(PROBLEM STATEMENT): Include in the output the line containing "Note: for this drill, pin each instance of the city" and each subsequent line of the records, through the end, transcribed exactly. Add nothing else.

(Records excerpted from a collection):
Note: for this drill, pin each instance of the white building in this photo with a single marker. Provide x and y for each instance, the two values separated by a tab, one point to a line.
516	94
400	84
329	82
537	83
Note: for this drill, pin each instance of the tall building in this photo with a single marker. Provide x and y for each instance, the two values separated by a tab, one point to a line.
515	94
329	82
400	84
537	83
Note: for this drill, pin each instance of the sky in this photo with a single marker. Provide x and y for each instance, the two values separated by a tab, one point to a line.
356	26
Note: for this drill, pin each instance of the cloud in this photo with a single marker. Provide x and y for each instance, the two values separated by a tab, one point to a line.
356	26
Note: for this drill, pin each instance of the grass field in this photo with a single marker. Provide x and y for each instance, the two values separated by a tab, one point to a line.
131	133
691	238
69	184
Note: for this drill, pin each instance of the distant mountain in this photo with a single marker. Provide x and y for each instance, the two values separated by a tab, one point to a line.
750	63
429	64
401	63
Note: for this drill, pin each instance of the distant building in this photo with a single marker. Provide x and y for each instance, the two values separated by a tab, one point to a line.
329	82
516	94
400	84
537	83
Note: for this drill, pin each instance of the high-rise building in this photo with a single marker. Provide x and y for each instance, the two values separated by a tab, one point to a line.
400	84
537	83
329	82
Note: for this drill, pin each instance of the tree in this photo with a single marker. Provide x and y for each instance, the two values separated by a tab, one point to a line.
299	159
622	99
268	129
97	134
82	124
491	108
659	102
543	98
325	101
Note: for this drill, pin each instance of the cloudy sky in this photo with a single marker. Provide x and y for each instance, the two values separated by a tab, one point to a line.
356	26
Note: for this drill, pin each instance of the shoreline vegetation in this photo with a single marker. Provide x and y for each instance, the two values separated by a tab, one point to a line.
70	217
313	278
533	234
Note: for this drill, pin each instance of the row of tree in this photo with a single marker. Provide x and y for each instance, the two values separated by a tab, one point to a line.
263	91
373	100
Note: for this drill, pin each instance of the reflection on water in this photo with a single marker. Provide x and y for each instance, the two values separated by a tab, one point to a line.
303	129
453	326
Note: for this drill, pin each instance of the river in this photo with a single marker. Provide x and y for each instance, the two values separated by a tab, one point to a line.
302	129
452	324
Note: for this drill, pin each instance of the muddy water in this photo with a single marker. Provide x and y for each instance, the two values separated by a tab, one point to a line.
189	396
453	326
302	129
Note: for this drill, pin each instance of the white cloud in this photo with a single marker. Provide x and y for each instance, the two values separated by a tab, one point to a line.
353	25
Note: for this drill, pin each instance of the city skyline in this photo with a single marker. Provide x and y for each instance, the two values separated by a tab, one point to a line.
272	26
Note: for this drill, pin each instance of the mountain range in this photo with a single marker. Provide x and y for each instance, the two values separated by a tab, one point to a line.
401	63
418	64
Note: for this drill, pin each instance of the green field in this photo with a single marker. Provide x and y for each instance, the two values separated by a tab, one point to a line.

(THE OUTPUT):
Note: for this drill, pin each instance of the city skyline in this photo with a single marker. Provide x and y for each instance, the two values separated by a tab, one point to a line.
272	26
Note: for this drill, pin each instance of the mountain range in this photo with a single marker. Provide x and y for each instance, the two values separated by a tab, one point to a line.
401	63
418	64
Note: for this drill, pin each instance of the green field in this photo with a single marker. Provide x and y for each instance, the two values separated by a tab, one point to a line.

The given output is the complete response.